> Work task: Copy out the listing beneath, missing nothing.

--- --- ---

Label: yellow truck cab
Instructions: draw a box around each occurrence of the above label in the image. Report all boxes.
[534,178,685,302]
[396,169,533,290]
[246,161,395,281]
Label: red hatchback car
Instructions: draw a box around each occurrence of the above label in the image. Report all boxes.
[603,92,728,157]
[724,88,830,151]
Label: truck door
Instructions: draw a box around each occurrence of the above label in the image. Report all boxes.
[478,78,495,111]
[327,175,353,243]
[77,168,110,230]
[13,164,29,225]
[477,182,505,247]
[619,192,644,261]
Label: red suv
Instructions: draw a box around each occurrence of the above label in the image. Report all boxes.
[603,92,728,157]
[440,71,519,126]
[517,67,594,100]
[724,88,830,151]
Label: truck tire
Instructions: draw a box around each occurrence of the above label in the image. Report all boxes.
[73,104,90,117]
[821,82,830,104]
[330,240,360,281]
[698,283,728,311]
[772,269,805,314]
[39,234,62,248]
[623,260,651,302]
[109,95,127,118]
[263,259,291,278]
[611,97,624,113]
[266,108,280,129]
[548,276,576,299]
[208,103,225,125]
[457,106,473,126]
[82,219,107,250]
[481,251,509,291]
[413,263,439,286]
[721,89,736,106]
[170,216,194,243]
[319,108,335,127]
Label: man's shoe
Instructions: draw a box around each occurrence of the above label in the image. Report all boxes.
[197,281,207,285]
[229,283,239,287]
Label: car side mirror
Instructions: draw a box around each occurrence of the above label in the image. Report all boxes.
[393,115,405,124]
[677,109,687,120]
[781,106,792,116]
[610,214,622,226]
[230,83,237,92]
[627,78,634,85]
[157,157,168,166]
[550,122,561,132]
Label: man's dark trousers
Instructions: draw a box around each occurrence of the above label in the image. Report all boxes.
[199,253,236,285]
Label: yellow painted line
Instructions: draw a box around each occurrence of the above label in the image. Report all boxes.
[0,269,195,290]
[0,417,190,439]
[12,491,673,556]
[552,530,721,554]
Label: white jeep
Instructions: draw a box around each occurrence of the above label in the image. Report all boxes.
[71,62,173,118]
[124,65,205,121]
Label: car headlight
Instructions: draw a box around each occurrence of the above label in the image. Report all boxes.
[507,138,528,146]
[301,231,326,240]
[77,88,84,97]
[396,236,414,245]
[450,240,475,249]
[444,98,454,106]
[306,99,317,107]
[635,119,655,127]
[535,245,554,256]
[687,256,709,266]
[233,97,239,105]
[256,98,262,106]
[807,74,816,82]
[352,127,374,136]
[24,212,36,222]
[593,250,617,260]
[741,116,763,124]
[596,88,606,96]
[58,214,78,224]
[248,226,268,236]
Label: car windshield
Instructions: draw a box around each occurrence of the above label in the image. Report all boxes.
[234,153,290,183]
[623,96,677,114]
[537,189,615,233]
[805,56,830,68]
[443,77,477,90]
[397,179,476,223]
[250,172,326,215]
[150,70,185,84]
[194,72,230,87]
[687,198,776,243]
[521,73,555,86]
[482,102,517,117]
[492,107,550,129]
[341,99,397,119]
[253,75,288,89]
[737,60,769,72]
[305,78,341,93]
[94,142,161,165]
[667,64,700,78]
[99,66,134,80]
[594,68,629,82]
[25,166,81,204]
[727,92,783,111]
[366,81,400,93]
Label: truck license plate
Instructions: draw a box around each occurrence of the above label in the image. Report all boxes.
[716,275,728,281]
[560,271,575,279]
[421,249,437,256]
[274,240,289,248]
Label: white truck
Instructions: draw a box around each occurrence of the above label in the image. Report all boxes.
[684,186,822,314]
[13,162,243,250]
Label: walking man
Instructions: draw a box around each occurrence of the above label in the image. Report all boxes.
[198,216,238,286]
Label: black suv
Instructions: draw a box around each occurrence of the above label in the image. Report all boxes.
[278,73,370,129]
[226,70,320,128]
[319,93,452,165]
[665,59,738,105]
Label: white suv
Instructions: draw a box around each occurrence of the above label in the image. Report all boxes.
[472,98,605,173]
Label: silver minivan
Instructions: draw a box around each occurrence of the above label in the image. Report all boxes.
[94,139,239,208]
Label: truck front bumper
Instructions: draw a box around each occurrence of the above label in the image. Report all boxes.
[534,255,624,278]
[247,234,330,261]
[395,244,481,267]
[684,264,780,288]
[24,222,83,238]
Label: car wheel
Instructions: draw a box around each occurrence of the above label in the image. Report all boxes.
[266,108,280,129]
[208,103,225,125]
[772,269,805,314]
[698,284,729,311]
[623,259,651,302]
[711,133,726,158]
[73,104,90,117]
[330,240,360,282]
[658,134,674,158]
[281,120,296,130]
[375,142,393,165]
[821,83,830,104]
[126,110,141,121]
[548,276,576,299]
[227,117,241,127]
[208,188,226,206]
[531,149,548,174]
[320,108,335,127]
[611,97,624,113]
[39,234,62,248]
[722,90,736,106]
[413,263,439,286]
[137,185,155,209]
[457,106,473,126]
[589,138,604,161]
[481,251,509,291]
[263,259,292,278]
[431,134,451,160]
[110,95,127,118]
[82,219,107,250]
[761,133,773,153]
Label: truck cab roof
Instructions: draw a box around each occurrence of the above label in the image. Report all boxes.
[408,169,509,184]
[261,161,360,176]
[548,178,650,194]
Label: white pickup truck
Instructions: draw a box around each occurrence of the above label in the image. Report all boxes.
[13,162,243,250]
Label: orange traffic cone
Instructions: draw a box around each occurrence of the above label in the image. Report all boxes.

--- --- ---

> Task solution:
Label: yellow truck cab
Instructions: draw a box around each occurrence of the above label in the image. Report all boxes.
[534,178,685,302]
[396,169,533,290]
[246,161,395,281]
Label: red hatchback car
Instructions: draw a box around each occurrence of the above label in the image. Report all boxes.
[603,92,728,157]
[724,88,830,151]
Label: truck door
Instructions: draw a box around each occurrence of the above label in the image. Report all boxes.
[478,78,495,111]
[327,175,353,243]
[77,168,110,230]
[13,164,29,225]
[477,182,505,247]
[619,192,644,261]
Label: red suv
Instructions: draw a box around each occurrence of the above label in the image. Report all boxes.
[603,92,728,157]
[440,71,519,126]
[517,67,594,100]
[724,88,830,151]
Label: truck tire
Instructions: draw a box around each occurrence of the above label in the image. Report all boxes.
[73,104,90,117]
[821,82,830,104]
[330,240,360,281]
[698,283,728,311]
[772,269,805,314]
[39,234,62,248]
[623,260,651,302]
[109,95,127,118]
[263,259,291,278]
[611,97,624,113]
[266,108,280,129]
[548,276,576,299]
[208,103,225,125]
[457,106,473,126]
[82,219,107,250]
[481,251,509,291]
[413,263,439,286]
[721,89,736,106]
[170,216,194,243]
[319,108,335,127]
Label: man's shoe
Instructions: draw a box around each occurrence of the above label in the image. Report all boxes.
[197,281,207,285]
[229,283,239,287]
Label: car side mirror
Instructions: draw a box around each occurrence of the above label in the image. Report all boxes.
[393,115,405,124]
[677,109,687,120]
[781,106,792,116]
[610,214,622,226]
[230,83,237,92]
[627,78,634,85]
[157,157,168,166]
[550,122,561,132]
Label: man's dark trousers
Instructions: draw a box around each occurrence of the above label in the image. Report all boxes.
[199,253,236,285]
Label: yellow painted line
Instructions: draw a box around each occurrence of the above label in the image. Report all boxes.
[0,269,195,290]
[0,417,190,439]
[12,491,673,556]
[552,530,721,554]
Label: white jeep
Instructions: draw a box around each occurrence of the above label in the image. Report all boxes.
[71,62,173,118]
[124,65,205,121]
Label: car headlight
Instructions: draw a box around each occurrence of the above label in the image. Report all boxes.
[507,138,528,146]
[301,231,326,240]
[77,88,84,97]
[396,236,414,245]
[450,240,475,249]
[444,98,454,106]
[306,99,317,107]
[635,119,655,127]
[535,245,554,256]
[687,256,709,266]
[233,97,239,105]
[256,98,262,106]
[807,74,816,82]
[352,127,374,136]
[24,212,36,222]
[593,250,617,260]
[741,116,763,124]
[596,88,606,96]
[58,214,78,224]
[248,226,268,236]
Label: car windshield
Instructions: draw a box around each occurrence of the above label in the image. Report all boxes.
[234,153,290,183]
[623,96,677,114]
[537,189,615,233]
[805,56,830,68]
[443,77,477,90]
[397,179,476,223]
[250,172,326,215]
[150,70,185,84]
[194,72,230,87]
[687,198,776,243]
[521,73,555,86]
[482,102,517,117]
[492,107,550,129]
[341,99,397,119]
[253,75,288,89]
[737,60,769,72]
[305,78,341,93]
[94,142,161,165]
[667,64,700,78]
[99,66,134,80]
[594,68,629,82]
[25,166,81,204]
[727,92,783,111]
[366,81,400,93]
Label: truck license plate
Instructions: draw a box around each occurrence of the above label in the image. Report all boxes.
[716,275,728,281]
[560,271,575,279]
[421,249,437,256]
[274,240,289,248]
Label: white truck
Instructions: draw a box around each occurrence of the above label in the image. Report all boxes.
[684,186,822,314]
[13,162,243,250]
Label: walking man
Instructions: draw a box around each occurrence of the above label in the image. Report all boxes.
[198,216,238,286]
Label: black suv
Instructions: draw a box around each occurrence of the above label in the image. Report all boxes.
[278,73,370,129]
[226,70,320,128]
[319,93,452,165]
[665,59,738,105]
Label: white suv
Instructions: draw a box around each occurrence of the above label in the image. Report all boxes.
[472,98,605,173]
Label: silver minivan
Instructions: draw a box around each occurrence of the above label in the image. Report all boxes.
[94,139,239,208]
Label: truck front bumper
Instructions: draw a box around each occurrence of the above label in the image. Report all boxes.
[534,255,624,278]
[247,234,330,261]
[395,244,481,267]
[684,264,780,288]
[24,222,83,238]
Label: car wheel
Instructions: draw a box around each occurrence of the above label in the image. Report all boxes.
[266,108,280,129]
[208,103,225,125]
[772,269,805,314]
[698,284,729,311]
[623,259,651,302]
[711,133,726,158]
[73,104,90,117]
[330,240,360,282]
[658,134,674,158]
[281,120,296,130]
[375,142,393,165]
[821,83,830,104]
[126,110,141,121]
[548,276,576,299]
[227,117,241,127]
[208,188,226,206]
[531,149,548,174]
[320,108,335,127]
[611,97,624,113]
[39,234,62,248]
[722,90,736,106]
[413,263,439,286]
[137,185,155,209]
[457,106,473,126]
[589,138,604,161]
[481,251,509,291]
[263,259,292,278]
[431,134,451,160]
[110,95,127,118]
[82,219,107,250]
[761,133,773,153]
Label: truck cab roof
Instructions: draw a box around each occurrence of the above label in the image. Report all boxes.
[408,169,509,184]
[261,161,360,176]
[548,178,650,194]
Label: white pickup truck
Instructions: draw a box around each occurrence of the above label in the image. Report all boxes.
[13,162,243,250]
Label: orange traffic cone
Instructions: draw a box around each occurrence of the above label in the image. Report all boxes.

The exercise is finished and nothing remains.